• _Selection_
++++

As Polly Toynbee notes this morning:
If Cameron and Osborne visited Stoke Citizens Advice bureau, they'd find people queueing round the block as the service struggles to cope with this crescendo of woe. The debt advisers find growing numbers cannot survive as benefit cuts and council and bedroom taxes push them over the edge. There is no Sky, no cigarettes, no drink — yet after rent and electricity many are left with an impossible £10 a week for food, clothes, travel and everything else.
This is why Labour has no right to accept Tory spending cuts. This is what they have led to.
We don't need those cuts. As so many in HMRC tell me, the attacks on avoidance and evasion are desultory at best - because of a lack of resources and a management that is not committed to the task.
We could fund jobs with green quantitative easing.
We can fund jobs by making it a condition of pension tax relief that at least 25% of all pension contributions are invested directly in job creation in this country.
We can increase taxes - and should increase taxes on higher incomes, on wealth, and by cutting reliefs. Companies must also pay more. We should cut VAT on most basic goods though - we do not to increase the overall tax yield now
And if we really created work - make Stoke a green city, for example, we could take some, and maybe many, in such communities back into work. It is possible. It is possible now. But Osborne wants to invest in HS2 in a decae or so's time.
It's all a mater of priorities and we need politicians who understand just that.
Thanks for reading this post.

++++

• _Data extract_
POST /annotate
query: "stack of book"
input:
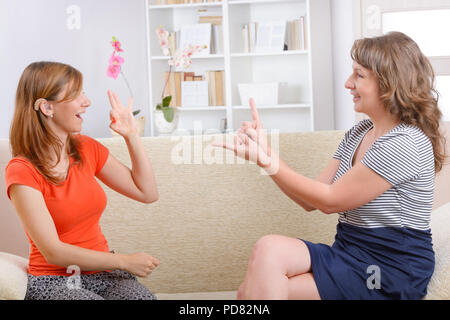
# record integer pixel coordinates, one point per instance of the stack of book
(249, 34)
(214, 87)
(293, 32)
(296, 34)
(214, 17)
(185, 1)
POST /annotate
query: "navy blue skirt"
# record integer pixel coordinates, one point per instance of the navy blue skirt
(373, 263)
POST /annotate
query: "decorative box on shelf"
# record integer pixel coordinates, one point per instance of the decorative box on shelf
(262, 93)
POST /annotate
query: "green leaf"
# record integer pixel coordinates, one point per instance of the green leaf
(166, 101)
(168, 114)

++++

• _Problems to solve_
(a) In the spending-cuts post, reproduce the stretch from "This is why" through "to the task." word for word.
(b) Carry on the spending-cuts post from the point where it ends.

• _Task results_
(a)
This is why Labour has no right to accept Tory spending cuts. This is what they have led to.
We don't need those cuts. As so many in HMRC tell me, the attacks on avoidance and evasion are desultory at best - because of a lack of resources and a management that is not committed to the task.

(b)
You can share this post on social media of your choice by clicking these icons:
You can subscribe to this blog's daily email here.
And if you would like to support this blog you can, here:
I couldn’t have put it better myself Richard, it is a great response to wealthy or high earners who will say ‘Oh but I work hard, high taxes are punitive, it is destroying enterprise, we will flee and you will be stuck and poor.’ Follow up with ‘But these low earners often work as hard and redistributing to them will make an enormous difference to their quality of life and the economy, and you can still have a good, comfortable quality of life. Furthermore many low earners help provide your profits as customers, workers and suppliers, or working in state organizations or civil service, and others help with your quality of life and may not earn as much but work as hard as you do.’
So Labour have finally gone ‘all in’ with the austerity agenda. As predictable as it is depressing. It’s New Labour, zombified. Flesh falling off in clumps, mindlessly grasping for brains, completely unaware of its own condition, dead but not lying down, gradually descending into putrefaction. I think the metaphor works.
I keep saying it: We must let Labour die! The Unions need to stop funding. It has let everyone down! Why we keep re-iterating hopes of Labour changing and becoming courageous I just don’t know – we need to move on!
If I may enter the Lion’s den – I think I am correct in saying that the Labour leadership have said they would put more emphasis on ‘capital spending’ such as new homes.This gets more bang for your buck.
Moreover they have said that that wealthy pensioners would be less likely to get payments from the state such as heating payments etc., Of course there are other privileges like 40/45% tax relief on lower middle/middle class pension contribtions ( which includes many of us) as well as the combined ISA tax free contributions of wealthy married couples which is over 22K. What ever – the payments of child tax credits are likely to be replaced with pre-schooling/child care facilities again more bang to the buck and the living wage comes in putting pressure on cheapo companies. Labour are responding not to their poll lead but the stubborn electorate who keep questioning their economic creditability. Labour has to stack up the votes all over not just from unfortunate towns like Stoke which Polly rightly high lights.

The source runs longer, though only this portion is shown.